■ SOAL YANG DIBERIKAN 1
Tulis ulang persis baris-baris entri data mulai dari baris yang memuat "the sea surface" sampai baris terakhir entri data, kedua ujungnya ikut disertakan.

■ TEKS
Hari ini anak-anak saya mengesalkan. Saya agak dongkol menghadapi mereka.
"Ibu... Ibu kan wali kelas. Ibu harus bertanggung jawab dong!", Dona berkata agak berapi-api.
"Tanggung jawab apa?", saya masih belum nyambung.
"Aku gak mau nyuci piring. Anak-anak cowok ga pernah mau piket. Aku capek". Dona masih tersungut-sungut.
"Lho... pembagian tugasnya bagaimana toh mbak?"
"Ada Bu... tapi anak cowok kebangetan. Sekarang aja, piring diberantakin di kelas. Masa aku yang beresin sendiri ?".
Saya jadi mengernyitkan dahi. Ada apa sih anak-anak jadi ga mau piket begini ?
"Eh Dona sayang, siapa aja yang hari ini piket ? Ayo kita ke kelas!", saya menggamit lengan Dona menuju kelas.
Wow. Luar biasa.
Sekitar dua belas piring berserakan di lantai. Saya menghitungnya dengan menunjuk satu per satu. Apa-apaan ini? darah saya jadi tiba-tiba mendidih.
"Siapa yang hari ini piket mencuci piring bekas kalian makan ?", saya masih mencoba menjaga wibawa.
Seisi kelas sunyi senyap. Mereka membiarkan saya mencari jawabannya sendiri.
Hmmm... rupanya mereka ingin saya marah. Tapi, bagaimana caranya ya?
"Mas-mas dan mbak-mbak, tolong jawab pertanyaan saya, siapa yang seharusnya membereskan dan mencuci semua piring-piring ini atau saya yang akan membereskannya sendiri!", nada bicara saya semakin meninggi.
Anak-anak ini rupanya benar-benar mengetes kesabaran saya sebagai wali kelas yang baik.
Rese'. Saya jadi mengumpat dalam hati. Tak ada yang menjawab satupun.

Entri data
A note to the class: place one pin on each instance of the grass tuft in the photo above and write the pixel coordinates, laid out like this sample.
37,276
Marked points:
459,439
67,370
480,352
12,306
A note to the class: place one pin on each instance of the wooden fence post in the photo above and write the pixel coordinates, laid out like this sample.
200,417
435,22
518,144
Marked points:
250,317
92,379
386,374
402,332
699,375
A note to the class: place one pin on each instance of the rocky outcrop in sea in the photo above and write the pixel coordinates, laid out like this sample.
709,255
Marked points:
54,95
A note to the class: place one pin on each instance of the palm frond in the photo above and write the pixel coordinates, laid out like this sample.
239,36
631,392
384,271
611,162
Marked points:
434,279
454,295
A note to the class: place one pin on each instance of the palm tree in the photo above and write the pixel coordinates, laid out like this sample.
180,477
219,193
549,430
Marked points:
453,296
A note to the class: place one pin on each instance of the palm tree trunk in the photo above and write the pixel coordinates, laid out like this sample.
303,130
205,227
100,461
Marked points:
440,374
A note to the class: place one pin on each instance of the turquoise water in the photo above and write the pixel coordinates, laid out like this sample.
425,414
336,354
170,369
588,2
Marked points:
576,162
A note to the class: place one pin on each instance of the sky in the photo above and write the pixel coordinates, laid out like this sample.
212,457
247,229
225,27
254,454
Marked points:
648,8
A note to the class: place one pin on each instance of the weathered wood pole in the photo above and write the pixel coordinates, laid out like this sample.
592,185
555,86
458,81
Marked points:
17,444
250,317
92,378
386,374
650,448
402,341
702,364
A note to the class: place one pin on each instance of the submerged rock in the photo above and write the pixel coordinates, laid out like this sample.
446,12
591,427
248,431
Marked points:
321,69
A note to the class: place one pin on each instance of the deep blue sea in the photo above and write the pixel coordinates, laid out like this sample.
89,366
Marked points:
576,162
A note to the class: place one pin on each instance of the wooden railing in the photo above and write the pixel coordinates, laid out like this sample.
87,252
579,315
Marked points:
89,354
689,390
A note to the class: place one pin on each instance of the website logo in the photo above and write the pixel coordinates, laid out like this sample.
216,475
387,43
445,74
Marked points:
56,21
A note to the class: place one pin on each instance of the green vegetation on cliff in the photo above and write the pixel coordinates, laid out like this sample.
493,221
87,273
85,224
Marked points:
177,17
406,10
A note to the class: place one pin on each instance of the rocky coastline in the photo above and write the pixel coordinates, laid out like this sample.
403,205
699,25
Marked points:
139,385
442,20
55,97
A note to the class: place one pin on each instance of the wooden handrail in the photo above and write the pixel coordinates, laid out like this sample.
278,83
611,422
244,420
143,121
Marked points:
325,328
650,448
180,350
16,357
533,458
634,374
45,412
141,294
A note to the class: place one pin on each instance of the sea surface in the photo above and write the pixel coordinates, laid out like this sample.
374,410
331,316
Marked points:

■ SOAL YANG DIBERIKAN 2
Sebutkan setiap kalimat tanya dalam cerita tentang piket kelas yang diucapkan oleh narator di dalam tanda kutip dan diakhiri tanda tanya.

■ JAWABAN BENAR 1
A note to the class: place one pin on each instance of the sea surface in the photo above and write the pixel coordinates, laid out like this sample.
374,410
331,316
Marked points:

■ JAWABAN BENAR 2
- Tanggung jawab apa?
- Lho... pembagian tugasnya bagaimana toh mbak?
- Eh Dona sayang, siapa aja yang hari ini piket ?
- Siapa yang hari ini piket mencuci piring bekas kalian makan ?